» Trecho para leitura
ALMA DOS ANIMAIS INFERIOR A DOS HOMENS

A respeito dessa afirmativa em epígrafe, salientei que na questão 597 de O Livro dos Espíritos , formulada por Allan Kardec, se os animais têm uma inteligência que lhes dá uma certa liberdade de ação, há neles um princípio independente da matéria? Os Benfeitores Espirituais responderam que sim, e que sobrevive ao corpo. E, diante dessa resposta, volta a indagar o Codificador, questão 597 – a) Esse princípio é uma alma semelhante à do homem?

E a resposta: – É também uma alma, se o quiserdes: isso depende do sentido em que se tome a palavra; mas é inferior à do homem. Há, entre a alma dos animais e a do homem, tanta distância quanto entre a alma do homem e Deus.

INSTINTO – INTELIGÊNCIA – LIVRE ARBÍTRIO

No final da minha apresentação quanto ao fato de admitir-se que os animais só agem por instintos, apresentei o seguinte comentário de Allan Kardec ao final da questão 593 do LE:

“Além do instinto, não se poderia negar a certos animais a prática de atos combinados que denotam a vontade de agir num sentido determinado e de acordo com as circunstâncias. Há neles, portanto, uma espécie de inteligência, mas cujo exercício é mais precisamente concentrado sobre os meios de satisfazer às suas necessidades físicas e prover a sua conservação”.

» Instrução dada 1
Localize e copie cada linha que contenha a palavra "wagon", diferenciando maiúsculas de minúsculas.
O trecho e as linhas têm origens distintas.

» Linhas fornecidas
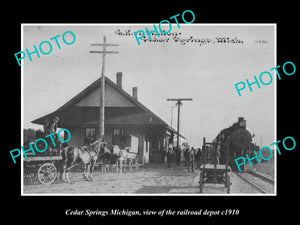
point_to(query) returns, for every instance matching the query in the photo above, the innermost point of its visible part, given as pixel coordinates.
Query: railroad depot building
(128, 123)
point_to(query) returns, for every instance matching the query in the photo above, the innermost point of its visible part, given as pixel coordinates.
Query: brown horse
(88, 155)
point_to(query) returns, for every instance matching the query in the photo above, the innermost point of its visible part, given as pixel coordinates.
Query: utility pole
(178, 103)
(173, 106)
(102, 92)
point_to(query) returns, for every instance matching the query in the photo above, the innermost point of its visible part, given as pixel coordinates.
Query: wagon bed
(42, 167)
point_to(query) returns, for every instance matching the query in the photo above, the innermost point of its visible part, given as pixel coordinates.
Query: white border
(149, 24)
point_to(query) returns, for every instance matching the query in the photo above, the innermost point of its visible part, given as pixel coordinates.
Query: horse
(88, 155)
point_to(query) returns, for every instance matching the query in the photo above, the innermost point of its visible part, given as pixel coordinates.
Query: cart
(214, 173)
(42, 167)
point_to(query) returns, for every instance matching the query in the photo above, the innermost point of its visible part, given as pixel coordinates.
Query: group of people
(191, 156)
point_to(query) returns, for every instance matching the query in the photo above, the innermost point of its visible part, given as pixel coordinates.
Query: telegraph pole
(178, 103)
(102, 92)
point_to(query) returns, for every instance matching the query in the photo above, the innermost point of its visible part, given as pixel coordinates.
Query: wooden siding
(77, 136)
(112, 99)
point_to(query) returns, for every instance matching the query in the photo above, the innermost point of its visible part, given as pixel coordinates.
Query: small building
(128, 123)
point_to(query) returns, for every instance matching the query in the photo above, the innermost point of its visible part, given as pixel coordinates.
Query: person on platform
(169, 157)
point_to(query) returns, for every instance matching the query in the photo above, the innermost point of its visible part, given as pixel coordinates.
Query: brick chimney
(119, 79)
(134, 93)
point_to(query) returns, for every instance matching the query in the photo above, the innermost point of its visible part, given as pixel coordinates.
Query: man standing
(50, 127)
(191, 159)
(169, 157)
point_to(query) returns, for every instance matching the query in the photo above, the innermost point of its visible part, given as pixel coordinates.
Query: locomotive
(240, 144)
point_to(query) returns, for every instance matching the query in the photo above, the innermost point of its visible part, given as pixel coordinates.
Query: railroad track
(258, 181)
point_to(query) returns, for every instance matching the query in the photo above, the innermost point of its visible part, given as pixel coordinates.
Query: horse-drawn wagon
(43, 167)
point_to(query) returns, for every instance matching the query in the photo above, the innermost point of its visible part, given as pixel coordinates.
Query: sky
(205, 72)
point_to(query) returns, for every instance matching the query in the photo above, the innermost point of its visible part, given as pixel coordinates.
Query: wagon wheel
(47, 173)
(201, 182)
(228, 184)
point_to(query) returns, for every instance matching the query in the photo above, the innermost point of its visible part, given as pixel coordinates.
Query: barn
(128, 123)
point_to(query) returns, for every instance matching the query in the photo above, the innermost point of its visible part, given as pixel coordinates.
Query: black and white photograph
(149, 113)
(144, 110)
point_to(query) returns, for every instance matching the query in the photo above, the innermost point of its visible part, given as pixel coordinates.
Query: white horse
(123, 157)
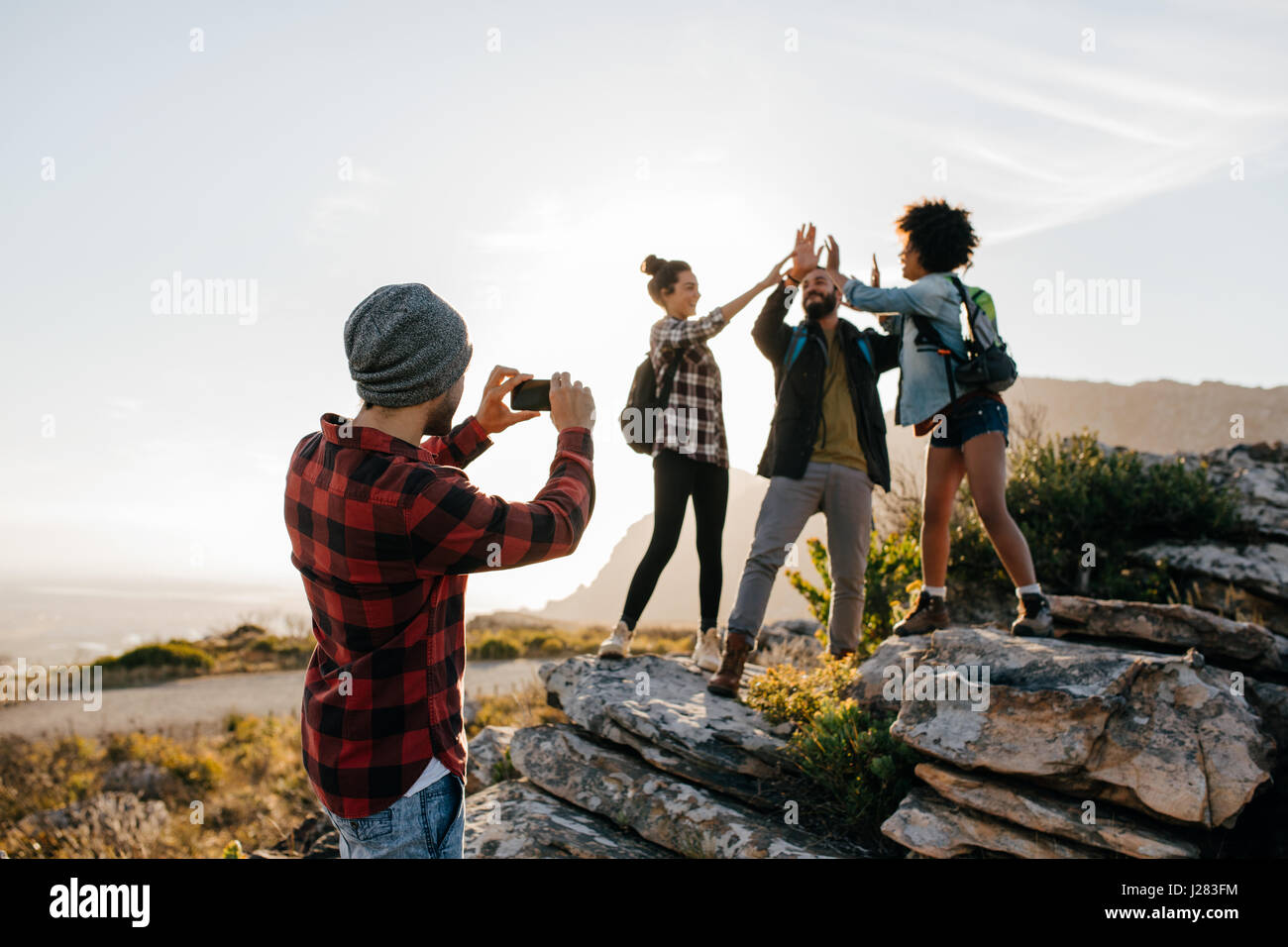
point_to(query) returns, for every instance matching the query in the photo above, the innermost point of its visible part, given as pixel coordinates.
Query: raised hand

» Instrução dada 2
De acordo com o trecho sobre a alma dos animais, qual é a distância entre a alma dos animais e a do homem?

» Resultado correto 1
Query: wagon bed
Query: horse-drawn wagon
Query: wagon wheel

» Resultado correto 2
É tanta distância quanto a que há entre a alma do homem e Deus.